DATA SHOWN
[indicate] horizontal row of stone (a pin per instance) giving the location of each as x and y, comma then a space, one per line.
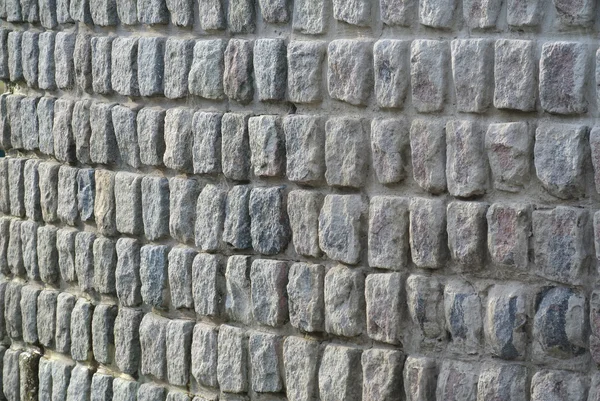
238, 69
309, 16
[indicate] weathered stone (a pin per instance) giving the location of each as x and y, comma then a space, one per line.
464, 320
344, 301
515, 74
382, 374
428, 59
340, 374
350, 70
563, 62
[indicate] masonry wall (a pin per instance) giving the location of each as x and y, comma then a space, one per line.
324, 200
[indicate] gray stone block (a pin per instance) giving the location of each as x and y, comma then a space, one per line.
178, 136
428, 61
207, 69
84, 260
428, 232
232, 351
344, 301
346, 151
127, 274
105, 263
339, 227
65, 303
150, 134
48, 255
466, 167
127, 340
564, 62
238, 80
178, 61
81, 330
153, 274
153, 332
103, 322
179, 343
180, 277
104, 204
350, 70
65, 245
64, 47
340, 374
67, 210
270, 68
103, 142
204, 354
150, 65
128, 203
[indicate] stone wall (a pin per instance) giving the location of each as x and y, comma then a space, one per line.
324, 200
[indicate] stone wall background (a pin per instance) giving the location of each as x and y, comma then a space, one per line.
336, 200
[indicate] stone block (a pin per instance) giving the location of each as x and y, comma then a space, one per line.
103, 142
466, 167
424, 296
206, 151
153, 336
48, 254
204, 354
346, 151
238, 302
472, 70
127, 340
428, 61
270, 68
65, 245
155, 207
84, 260
241, 16
350, 70
238, 81
105, 264
178, 60
103, 324
101, 64
207, 69
463, 312
562, 243
382, 374
81, 330
305, 148
65, 303
427, 232
340, 374
562, 62
388, 232
515, 74
420, 374
232, 373
182, 205
344, 290
153, 274
207, 285
457, 381
558, 384
304, 71
178, 136
509, 229
150, 134
127, 273
438, 14
508, 313
339, 227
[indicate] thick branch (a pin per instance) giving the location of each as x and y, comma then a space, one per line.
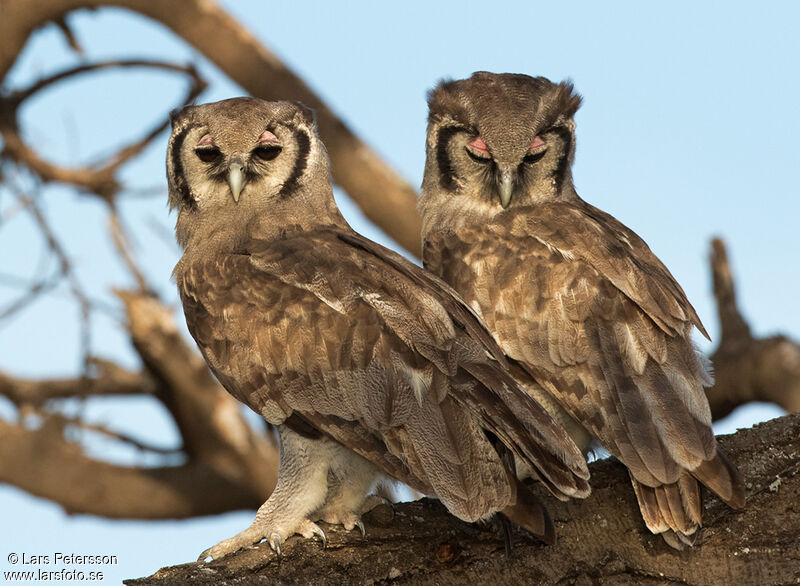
385, 198
748, 369
43, 463
98, 179
209, 419
601, 540
110, 380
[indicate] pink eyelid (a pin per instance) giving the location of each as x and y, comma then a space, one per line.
268, 137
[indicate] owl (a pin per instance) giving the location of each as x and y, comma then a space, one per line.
596, 327
369, 366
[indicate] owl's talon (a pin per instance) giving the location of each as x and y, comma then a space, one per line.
275, 543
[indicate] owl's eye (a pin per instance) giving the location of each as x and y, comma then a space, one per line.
267, 152
478, 150
536, 150
208, 154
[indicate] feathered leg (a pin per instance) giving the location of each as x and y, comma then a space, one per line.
301, 489
350, 479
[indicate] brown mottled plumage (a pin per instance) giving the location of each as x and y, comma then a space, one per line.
600, 329
365, 362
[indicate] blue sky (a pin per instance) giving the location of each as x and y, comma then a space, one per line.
688, 131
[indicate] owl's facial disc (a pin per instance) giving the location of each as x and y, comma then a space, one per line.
507, 174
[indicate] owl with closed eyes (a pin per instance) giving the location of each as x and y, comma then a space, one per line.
368, 365
596, 327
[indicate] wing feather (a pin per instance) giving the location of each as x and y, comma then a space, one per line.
363, 345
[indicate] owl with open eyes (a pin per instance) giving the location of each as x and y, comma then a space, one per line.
598, 329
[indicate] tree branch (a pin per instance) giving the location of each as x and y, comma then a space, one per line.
601, 540
44, 464
382, 195
748, 369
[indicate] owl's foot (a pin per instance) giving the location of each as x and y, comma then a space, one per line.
301, 489
275, 534
337, 513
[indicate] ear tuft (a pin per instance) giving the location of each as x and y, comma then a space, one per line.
307, 114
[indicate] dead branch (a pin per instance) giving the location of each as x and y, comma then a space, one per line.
210, 420
385, 198
99, 179
110, 380
601, 540
748, 369
41, 462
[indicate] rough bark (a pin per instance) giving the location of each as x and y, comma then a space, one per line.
601, 540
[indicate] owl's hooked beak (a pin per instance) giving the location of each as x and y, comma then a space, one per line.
507, 179
236, 178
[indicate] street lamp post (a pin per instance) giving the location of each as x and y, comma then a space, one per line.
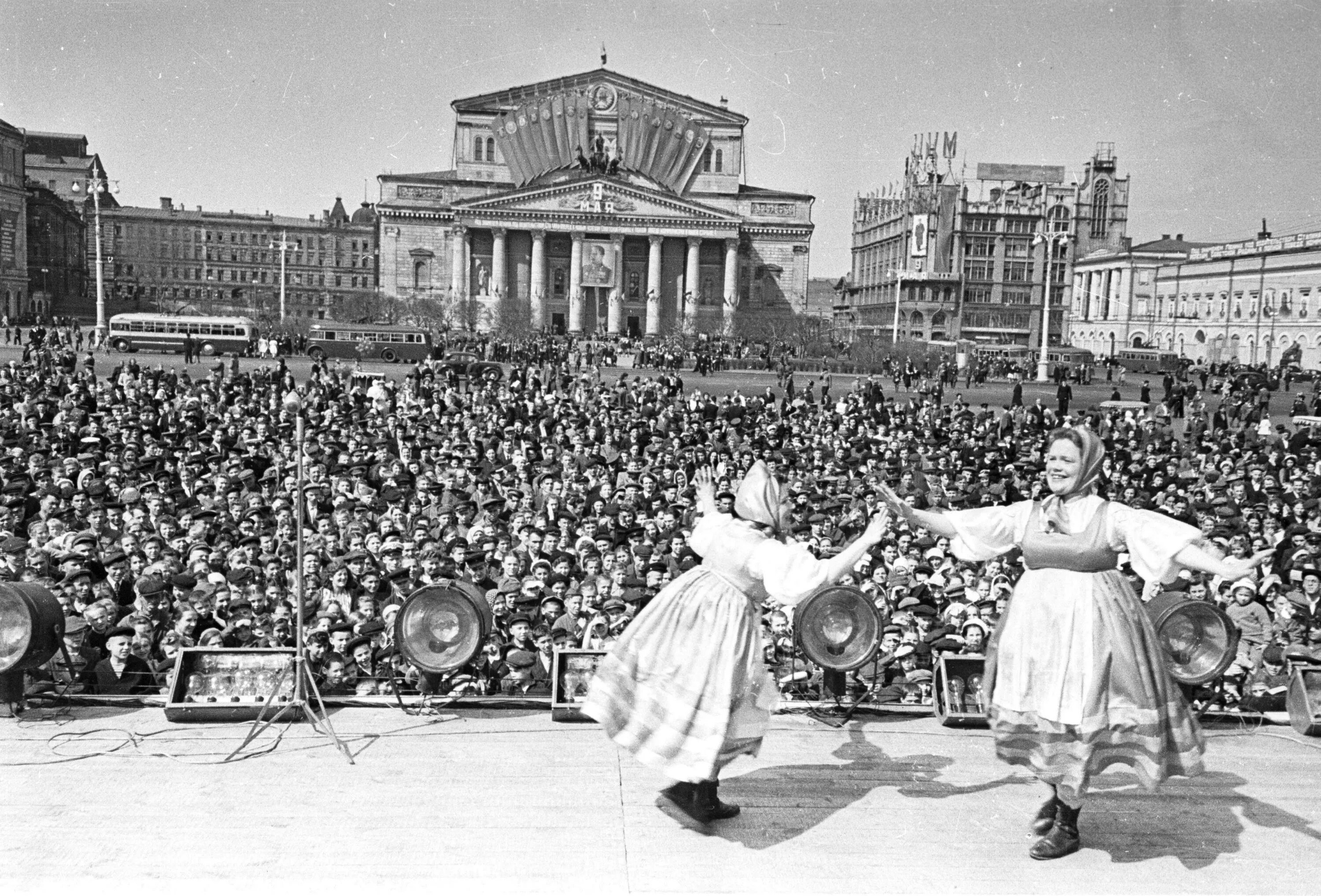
1043, 364
899, 291
284, 247
97, 184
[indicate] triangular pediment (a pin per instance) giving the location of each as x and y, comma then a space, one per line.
604, 196
604, 89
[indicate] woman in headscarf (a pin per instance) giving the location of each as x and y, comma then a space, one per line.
1076, 675
685, 688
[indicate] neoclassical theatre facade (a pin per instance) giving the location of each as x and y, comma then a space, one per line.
594, 204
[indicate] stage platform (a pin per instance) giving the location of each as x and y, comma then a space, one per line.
510, 801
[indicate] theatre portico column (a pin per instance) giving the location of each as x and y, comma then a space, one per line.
654, 286
498, 263
731, 283
690, 280
537, 292
458, 242
615, 316
576, 284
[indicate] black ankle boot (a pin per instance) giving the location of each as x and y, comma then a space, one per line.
689, 800
1063, 838
1045, 819
708, 797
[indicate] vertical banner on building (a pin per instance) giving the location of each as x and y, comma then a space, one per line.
524, 142
690, 154
584, 135
646, 134
533, 113
549, 139
562, 130
921, 236
8, 240
672, 138
701, 142
505, 130
624, 115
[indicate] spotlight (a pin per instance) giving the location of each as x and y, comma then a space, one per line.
1200, 640
443, 628
32, 630
838, 628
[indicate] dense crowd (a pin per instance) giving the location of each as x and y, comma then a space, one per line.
160, 507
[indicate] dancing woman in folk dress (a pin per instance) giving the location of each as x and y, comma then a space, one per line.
1077, 676
685, 689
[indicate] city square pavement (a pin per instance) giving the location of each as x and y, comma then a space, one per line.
491, 801
748, 382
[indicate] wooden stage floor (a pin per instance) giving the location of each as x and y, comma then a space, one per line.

YOUR GOAL
If pictures are present, they are dropped, and the entries above are written out word for word.

EXERCISE SOLUTION
[indicate] horizontal row of stone (a pin per instance) giving the location of each as x and y, comma then a space, one per line.
238, 69
309, 16
[indicate] weathered stone (a pin per instance) giving the location of each as x and y, comma then a space, one per line.
464, 320
344, 301
515, 74
382, 374
428, 59
340, 374
350, 70
563, 62
[indicate] masonry wall (a pin per instance) giving the location of each as x and y, comma then a space, one per line.
324, 200
[indicate] gray stone block (a pin per instance) giving the location of each as x and y, comma then a space, one per line.
178, 136
428, 61
207, 69
84, 260
428, 232
232, 351
344, 301
346, 151
127, 274
105, 263
339, 227
65, 303
150, 134
48, 255
466, 167
127, 340
564, 62
238, 80
178, 61
81, 330
153, 274
153, 332
103, 322
179, 343
180, 277
104, 204
350, 70
65, 245
64, 47
340, 374
67, 210
270, 68
103, 142
204, 354
150, 65
128, 203
[indicate] stone wall (a pin per instance) giving the location of each as x and y, comma then a space, one per line.
324, 200
[indicate] stone wall background (a pin per instance) giving the location of each as x and y, comma then a space, one per line.
336, 200
[indicate] stone block (a pin per instance) giving the location of each as x and y, comma then a space, one per line.
103, 142
466, 167
424, 296
206, 151
153, 336
48, 254
204, 354
346, 151
238, 302
472, 70
127, 340
428, 61
270, 68
65, 245
155, 207
84, 260
241, 16
350, 70
238, 81
105, 264
178, 60
103, 324
101, 64
207, 69
463, 312
562, 243
382, 374
81, 330
305, 148
65, 303
427, 232
340, 374
562, 62
388, 232
515, 74
420, 374
232, 373
182, 205
344, 290
153, 274
207, 285
457, 381
558, 384
304, 71
178, 136
509, 229
150, 134
127, 273
438, 14
508, 313
339, 227
[indicate] thick branch (a pin per instance) giving the location of each as x and y, comma then a space, one per line.
385, 198
748, 369
43, 463
98, 179
209, 419
601, 540
110, 380
[indicate] pink eyelid (a pin per instance) giving the location of each as x and y, comma then a space, one per line.
268, 137
[indicate] owl (a pin per instance) giving the location of each as x and y, comma then a space, one per line.
596, 327
369, 366
[indicate] owl's talon (a pin per instance) giving the location of each as x and y, comma then a space, one per line.
275, 543
[indicate] owl's eye (a pin per instance) giving the location of each as x and y, comma then a space, one per line.
267, 152
478, 150
536, 150
208, 154
[indicate] feathered leg (a pin per instance) giving the location of each as x and y, comma then a space, one per line.
301, 489
350, 479
[indicate] brown mottled plumage (a pin per instance) giving the location of each as x and y, comma then a space, one per line.
600, 329
365, 362
[indicate] blue sky (a pin per instance) giving the location of each as x and y, comma then a space, one per line.
688, 131
[indicate] owl's facial disc (a pin per instance) giving the location of each as x and y, comma then a space, one per line.
507, 174
[indicate] owl with closed eyes (a pin per instance) giving the location of each as x and y, comma then a space, one per line.
368, 365
596, 327
[indicate] wing feather (a pin per instance) giving the location of each as x and y, comma then a space, one per line.
363, 345
[indicate] owl with open eyes (a pin per instance) giving the location of each as x and y, comma then a space, one per line.
598, 329
[indicate] tree branch (a pin per instance) giving the location of each as x and y, comma then a space, one per line.
601, 540
44, 464
382, 195
748, 369
[indicate] owl's foot (a pin per instance) giving the location of each as x and y, comma then a space, one per line.
301, 489
275, 534
337, 513
[indicate] ear tuft (a pin per instance) giving the location of each as x and y, comma then a space, one per line.
307, 114
[indicate] dead branch (a pin per instance) giving the location of each as x and y, comma then a space, one per line.
210, 420
385, 198
99, 179
110, 380
601, 540
748, 369
41, 462
[indicate] rough bark (a pin per instance) giving the location of each as x and y, comma then a space, one per line.
601, 540
[indicate] owl's hooked beak (a pin per instance) giving the location of each as x and y, comma then a space, one per line.
507, 179
236, 178
[indicate] street lamp post (a pin per instance) giving the location of each as x and y, comma then a space, one per line.
1043, 364
899, 291
284, 247
97, 184
[indicate] triangular pediment (a pin per instance) giving the location of each as x and y, comma then a space, one per line.
604, 196
604, 89
[indicate] woman in headscarf (a pin per instance) giving the location of each as x and y, comma then a space, one per line.
1076, 675
685, 688
[indicate] neoclassical theatre facade (a pin per instance) giving the location of each as x and y, comma then a space, one per line.
594, 204
[indicate] stage platform (a pin per instance) giving the location of each as x and y, comma then a space, one per line.
510, 801
[indicate] theatre portico column (a pin per instance) giving the location of each as x and y, comma then a space, one per line.
654, 286
498, 263
731, 283
690, 280
537, 292
458, 242
615, 316
576, 284
[indicate] black ankle boot (a pin per instance) giving the location of each as x and y, comma then a space, one per line.
689, 800
1063, 838
1045, 819
708, 797
[indicate] vertical banner on building (a pin per instance) giving the location of each as x and y, comma then a space, one per line.
524, 142
690, 154
584, 135
646, 134
533, 113
549, 139
562, 130
921, 236
8, 240
672, 138
701, 142
505, 130
624, 115
[indicate] spotlight (a pin per instance) giving the location of each as x and y, comma then a space, one per line.
1200, 640
443, 628
32, 630
838, 628
[indicate] dense crowd (a pin per instance) giving the location of each as x and y, comma then a space, one per line.
160, 507
[indicate] dancing woman in folk dress (a pin per instance) giving the location of each as x and y, comma then a space, one per line.
1077, 676
685, 689
[indicate] city square pavement (a pin per instance) giving the location of each as x and y, comma then a space, one per line.
491, 801
748, 382
[indicate] wooden stage floor (a pin per instance) giving the location of each as x and y, comma then a space, one per line.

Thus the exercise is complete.